* **Records for processing**
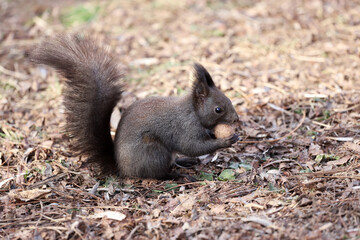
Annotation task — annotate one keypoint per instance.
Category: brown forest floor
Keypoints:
(290, 67)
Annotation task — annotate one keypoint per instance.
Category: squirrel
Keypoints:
(151, 131)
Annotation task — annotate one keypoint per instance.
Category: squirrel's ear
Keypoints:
(202, 81)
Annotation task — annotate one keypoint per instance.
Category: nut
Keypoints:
(224, 131)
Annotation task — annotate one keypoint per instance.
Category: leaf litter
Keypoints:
(291, 70)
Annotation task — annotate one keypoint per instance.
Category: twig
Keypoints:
(278, 139)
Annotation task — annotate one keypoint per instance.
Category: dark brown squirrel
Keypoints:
(151, 131)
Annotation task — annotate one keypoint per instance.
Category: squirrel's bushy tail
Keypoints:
(92, 90)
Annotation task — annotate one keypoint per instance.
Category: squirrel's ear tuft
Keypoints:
(202, 81)
(202, 75)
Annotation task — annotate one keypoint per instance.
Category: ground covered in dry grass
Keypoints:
(290, 67)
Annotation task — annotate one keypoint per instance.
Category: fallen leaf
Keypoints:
(28, 195)
(109, 214)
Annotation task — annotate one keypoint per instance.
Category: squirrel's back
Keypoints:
(92, 90)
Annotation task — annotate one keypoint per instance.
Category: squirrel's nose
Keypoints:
(235, 118)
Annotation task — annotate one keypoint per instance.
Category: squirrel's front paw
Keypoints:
(231, 140)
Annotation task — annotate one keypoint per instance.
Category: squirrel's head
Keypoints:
(211, 105)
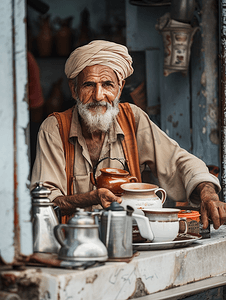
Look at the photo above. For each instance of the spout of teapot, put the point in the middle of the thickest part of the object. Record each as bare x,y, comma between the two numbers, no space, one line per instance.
144,226
92,179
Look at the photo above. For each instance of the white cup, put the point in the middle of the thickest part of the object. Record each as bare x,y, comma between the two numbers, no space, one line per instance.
164,224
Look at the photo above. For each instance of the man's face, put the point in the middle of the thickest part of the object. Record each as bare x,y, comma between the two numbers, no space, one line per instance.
97,84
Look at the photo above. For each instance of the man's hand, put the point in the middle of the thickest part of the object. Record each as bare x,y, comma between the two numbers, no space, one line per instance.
106,197
211,206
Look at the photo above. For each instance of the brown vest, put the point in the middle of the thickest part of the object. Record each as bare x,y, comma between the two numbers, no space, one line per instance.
126,121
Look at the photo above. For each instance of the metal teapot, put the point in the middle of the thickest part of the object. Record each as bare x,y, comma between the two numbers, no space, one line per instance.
44,220
82,241
116,230
112,178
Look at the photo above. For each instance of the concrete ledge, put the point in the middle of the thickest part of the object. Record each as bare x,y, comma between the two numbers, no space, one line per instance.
150,272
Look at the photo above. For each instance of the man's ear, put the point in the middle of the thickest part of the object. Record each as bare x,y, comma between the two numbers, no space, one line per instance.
122,86
72,89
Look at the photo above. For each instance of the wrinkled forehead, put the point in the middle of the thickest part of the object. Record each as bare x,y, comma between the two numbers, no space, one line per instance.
97,73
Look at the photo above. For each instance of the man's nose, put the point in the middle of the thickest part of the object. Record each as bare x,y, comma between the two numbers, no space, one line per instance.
98,93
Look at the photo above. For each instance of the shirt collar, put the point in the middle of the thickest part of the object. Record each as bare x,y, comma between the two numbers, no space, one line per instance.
76,130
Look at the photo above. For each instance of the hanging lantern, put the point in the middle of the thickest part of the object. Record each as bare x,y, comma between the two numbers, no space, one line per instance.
177,40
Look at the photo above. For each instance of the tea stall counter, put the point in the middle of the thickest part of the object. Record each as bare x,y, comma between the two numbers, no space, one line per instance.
149,272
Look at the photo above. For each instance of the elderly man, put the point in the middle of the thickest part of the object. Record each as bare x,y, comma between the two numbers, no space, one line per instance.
71,143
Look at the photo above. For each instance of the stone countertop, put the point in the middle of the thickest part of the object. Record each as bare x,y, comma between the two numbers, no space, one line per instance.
149,272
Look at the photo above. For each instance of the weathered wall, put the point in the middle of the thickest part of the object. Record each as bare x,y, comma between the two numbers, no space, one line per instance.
15,203
189,104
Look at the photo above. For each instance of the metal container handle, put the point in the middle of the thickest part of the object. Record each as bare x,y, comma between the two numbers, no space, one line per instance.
57,230
163,192
95,167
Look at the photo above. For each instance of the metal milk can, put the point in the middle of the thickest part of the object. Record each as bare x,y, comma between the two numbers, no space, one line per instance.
44,220
82,241
116,230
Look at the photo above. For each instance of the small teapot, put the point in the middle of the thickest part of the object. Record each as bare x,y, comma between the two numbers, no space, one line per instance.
116,230
160,224
82,241
142,195
112,178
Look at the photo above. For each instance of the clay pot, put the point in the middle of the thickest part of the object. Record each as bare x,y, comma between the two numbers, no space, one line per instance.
112,179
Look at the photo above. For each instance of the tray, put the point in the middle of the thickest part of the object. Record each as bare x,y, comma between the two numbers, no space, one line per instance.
182,240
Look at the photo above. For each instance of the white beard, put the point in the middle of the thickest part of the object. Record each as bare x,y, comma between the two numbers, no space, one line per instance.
98,121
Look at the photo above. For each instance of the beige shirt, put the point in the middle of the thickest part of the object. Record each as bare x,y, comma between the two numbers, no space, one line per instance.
178,171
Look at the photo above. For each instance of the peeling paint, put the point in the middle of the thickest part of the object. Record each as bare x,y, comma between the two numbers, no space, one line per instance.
140,289
203,79
214,136
91,279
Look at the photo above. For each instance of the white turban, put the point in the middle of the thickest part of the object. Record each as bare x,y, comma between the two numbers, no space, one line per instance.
100,52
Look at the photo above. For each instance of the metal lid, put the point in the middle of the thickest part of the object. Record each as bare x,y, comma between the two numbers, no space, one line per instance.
82,217
40,191
115,206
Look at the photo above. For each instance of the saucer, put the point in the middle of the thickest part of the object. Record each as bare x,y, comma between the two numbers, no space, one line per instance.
182,240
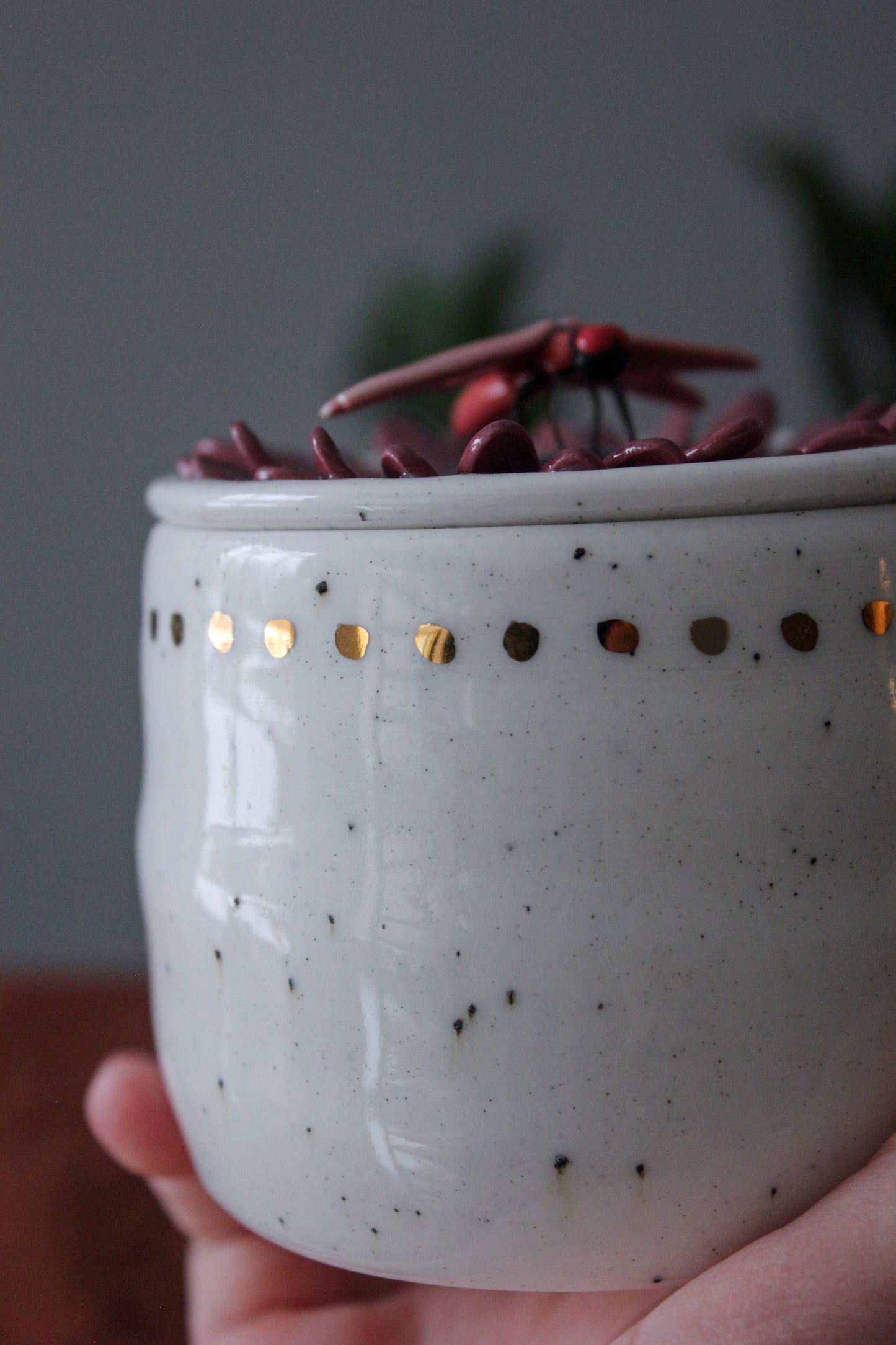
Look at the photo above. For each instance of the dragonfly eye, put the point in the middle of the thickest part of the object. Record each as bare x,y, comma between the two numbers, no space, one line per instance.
600,341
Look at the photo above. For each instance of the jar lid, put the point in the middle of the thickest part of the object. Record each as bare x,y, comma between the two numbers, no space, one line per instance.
693,490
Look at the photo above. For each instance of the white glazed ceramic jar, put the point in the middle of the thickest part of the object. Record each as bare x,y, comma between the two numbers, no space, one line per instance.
558,967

* **Assigned task**
Could you repeat every entry above exactly, with each picture omitted?

* **Expected answer**
Annotation task — annotate one keypoint per instance.
Category: brown forest floor
Keypoints:
(290, 67)
Annotation task — annotate one keypoint per instance.
Category: squirrel
Keypoints:
(151, 131)
Annotation task — annotate one keypoint per instance.
Category: squirrel's ear
Keypoints:
(202, 81)
Annotation task — annotate one keypoint per instance.
Category: nut
Keypoints:
(224, 131)
Annotation task — annotate one keypoint per instance.
Category: leaf litter
Keypoints:
(291, 70)
Annotation task — annotate one keypoint per instance.
Category: twig
Keypoints:
(278, 139)
Annotation task — annotate one keypoint per instance.
Category: dark brown squirrel
Keypoints:
(151, 131)
Annotation task — annotate one keypoint per instance.
Category: squirrel's bushy tail
Keypoints:
(92, 90)
Annotation task — annotate one keypoint per instance.
Category: squirrel's ear tuft
Keypoints:
(202, 81)
(202, 75)
Annotation task — annotate one keypoint per instance.
Category: ground covered in dry grass
Keypoints:
(290, 67)
Annotation task — annotate one keypoint per instance.
Category: fallen leaf
Keypoints:
(28, 195)
(109, 214)
Annotation task — annotate one keypoint per instance.
Category: squirrel's back
Keypoints:
(92, 90)
Annotation task — annotate one keypoint per instance.
Category: squirrel's nose
Keypoints:
(235, 118)
Annotation task — annotate one keypoint per instance.
Category: squirrel's front paw
Keypoints:
(231, 140)
Annotation task — annotate one keypoint per instance.
Category: squirrel's head
Keypoints:
(211, 105)
Look at the photo above. For each instance of the spout of teapot, put the point in the middle of the thickest part of the object. Record each as bare x,y, comma between the two numbers, no space, one line per instance.
144,226
92,179
Look at the photo above. For each instance of the white cup, put the point in the middle of the thickest part of the object. Record each as bare x,y, comma between the two numbers, no space, one line per instance.
164,224
Look at the photo above. For each instance of the man's face, put the point in the middle of the thickest part of the object. Record each as bare x,y, comma between the two numbers, no space, one line per instance.
97,84
Look at the photo above. For each instance of the man's hand, put the point in the middle of the thickest part of the object. Record each as bare x,y, comma between the two numbers, no space, one line per instance.
106,197
211,206
Look at the photo above. For each instance of the brown vest, put the point in the middle of the thickest part of the object. Record each as bare x,y, comma between the two numbers, no space, one line per instance.
126,121
Look at the photo above. For each instance of the metal teapot, put the point in the middle of the thickest part of the object. Record each as bare x,y, comma between the two numbers, no space, one line per instance.
44,220
82,241
116,230
112,178
Look at the photo above. For each instance of the concrete ledge, put the point in the middle of the thickest part of the object. Record each as bare x,y, comma between the two numbers, no space, one line per instance.
150,272
Look at the photo above. For each instance of the man's ear, put the point in the middle of the thickest part of the object. Record each as bare x,y, comma between the two numbers, no space, one line per instance.
122,86
72,89
Look at the photo above. For each instance of the wrinkled forehead, put the point in the middle of the thickest part of the object. Record each as bare x,y, comma between the two numbers, no space, one line per instance.
97,73
Look at the photo above. For each instance of the man's nose, put the point in the middle of the thickest part of the object. Record each as bare x,y, comma between the two numbers, no space, one line per instance.
98,93
Look at the photo above. For each instance of the shirt collar, put the point in the middle of the thickest part of the object. Record each as bare x,y, comma between the two numbers, no space, one line per instance.
76,130
Look at the photo above. For each instance of the hanging lantern, put the point in the middle of the thickest part of the object. Record each as bare x,y, comma between the two numbers, no space, one line per instance.
177,40
Look at the photo above. For each instance of the tea stall counter, put the point in the middle of the thickest part of the object. Record each as bare x,y, comma between the two numbers, no space, one line per instance.
149,272
Look at the photo above. For each instance of the elderly man, put the point in the middle of the thickest part of the object. Record each as bare x,y, comma between the two numbers, no space, one line per instance.
71,143
Look at the photo above. For each instance of the stone countertop, put the point in the middle of the thickest part of the object. Record each as bare x,y, comma between the two numbers, no space, one line per instance.
149,272
Look at the photo above. For each instance of the weathered wall, put the point in the middle of the thickest part of the object. Record each as bare x,y, comma between the two numbers, no space, one line per instance.
15,203
189,104
Look at the photo above. For each instance of the metal container handle, put the point in the middle of the thickest part of the object. Record each as bare x,y, comma between the two numbers, no space, one line per instance.
57,230
163,192
95,167
Look at the photo above. For each instance of the metal milk can, put the point in the middle of the thickest part of the object. Record each as bare x,y, comma between the two numbers, no space, one line per instance.
44,220
82,241
116,230
Look at the photo above. For each instance of the small teapot, put the point in the middle of the thickest part of the object. Record each as bare x,y, comma between the two numbers, no space, one line per instance.
116,230
160,224
82,241
142,195
112,178
Look at the photo above. For each instance of the clay pot, put the point in the middle of the thickest part of the object. Record each as bare x,y, comma between the two numbers, no space, one line per instance.
112,179
Look at the photo above. For each instance of the tray, put the point in the middle of the thickest part of the object. Record each as bare x,y, comma between the two numbers, no space, one line per instance.
182,240
Look at the photo above. For each instance of the white beard, put the point in the middle of the thickest part of the object. Record each as bare x,y, comma between the two numbers, no space, one line per instance.
98,121
Look at the photo above. For each instance of the beige shirt, put the point in the middle of the thickest part of the object. Record each as bare x,y, comma between the two numbers, no space, one line per instance.
178,171
Look at the photo above. For each instance of the peeling paint, put the point in the middle of the thickest part of the object. Record each as bare x,y, comma between the two numbers, no space, one line per instance.
140,289
203,79
214,136
91,279
Look at the photo above. For each instance of the white turban, put the point in the middle of the thickest part of the object. Record each as bare x,y, comma between the two numbers, no space, one line per instance.
100,52
Look at the photo above. For each instance of the metal lid, put the point in the middle of the thickest part of the object. Record each as bare x,y, comma between the two numbers, no space, one line per instance.
82,217
40,191
115,206
Look at the photo above. For each instance of the saucer, put the point in the middle of the thickest part of the object. Record each as bare x,y, comma between the two numbers, no space, one line per instance.
182,240
Look at the photo above. For each instance of the dragonfly eye, put the point in the middle of the thickest part of the object. Record each as bare x,y, comma between the two numbers, no space, one line per instance.
600,341
Look at the photo above. For each instance of the jar lid, put the point in the middle of the thickest part of the object. Record each as bare x,y, comma between the two numbers, no space, one line per instance.
693,490
Look at the photo above. For each instance of the white glazed ceramic jar, put the point in the middle of the thickest part of the object. Record each as bare x,y, comma between the two numbers, no space, one line per instance.
558,967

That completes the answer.